**Problem description**
Quote each record exactly, please, leaving none out.

:: Provided information

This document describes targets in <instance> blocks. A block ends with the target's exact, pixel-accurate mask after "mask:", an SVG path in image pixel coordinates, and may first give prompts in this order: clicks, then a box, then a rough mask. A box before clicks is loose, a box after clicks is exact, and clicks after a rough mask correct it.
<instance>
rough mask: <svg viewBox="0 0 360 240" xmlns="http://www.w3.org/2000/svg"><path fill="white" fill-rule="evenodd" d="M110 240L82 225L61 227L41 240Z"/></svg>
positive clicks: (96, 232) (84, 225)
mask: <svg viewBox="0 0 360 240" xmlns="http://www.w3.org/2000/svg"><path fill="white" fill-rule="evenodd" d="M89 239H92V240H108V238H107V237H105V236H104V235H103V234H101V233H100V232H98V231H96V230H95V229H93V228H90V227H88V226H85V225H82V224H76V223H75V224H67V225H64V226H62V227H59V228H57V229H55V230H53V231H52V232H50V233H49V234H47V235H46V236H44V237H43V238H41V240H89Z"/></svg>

::::

**Answer space**
This document describes targets in <instance> blocks. A block ends with the target's exact, pixel-accurate mask after "mask:", an SVG path in image pixel coordinates, and may first give prompts in this order: clicks, then a box, then a rough mask. A box before clicks is loose, a box after clicks is exact, and clicks after a rough mask correct it.
<instance>
rough mask: <svg viewBox="0 0 360 240" xmlns="http://www.w3.org/2000/svg"><path fill="white" fill-rule="evenodd" d="M110 240L82 225L61 227L41 240Z"/></svg>
positive clicks: (96, 232) (84, 225)
mask: <svg viewBox="0 0 360 240" xmlns="http://www.w3.org/2000/svg"><path fill="white" fill-rule="evenodd" d="M89 239H92V240H108V238H107V237H105V236H104V235H103V234H101V233H100V232H98V231H96V230H95V229H93V228H90V227H88V226H85V225H82V224H76V223H75V224H67V225H64V226H62V227H59V228H57V229H55V230H53V231H52V232H50V233H49V234H47V235H46V236H44V237H43V238H41V240H89Z"/></svg>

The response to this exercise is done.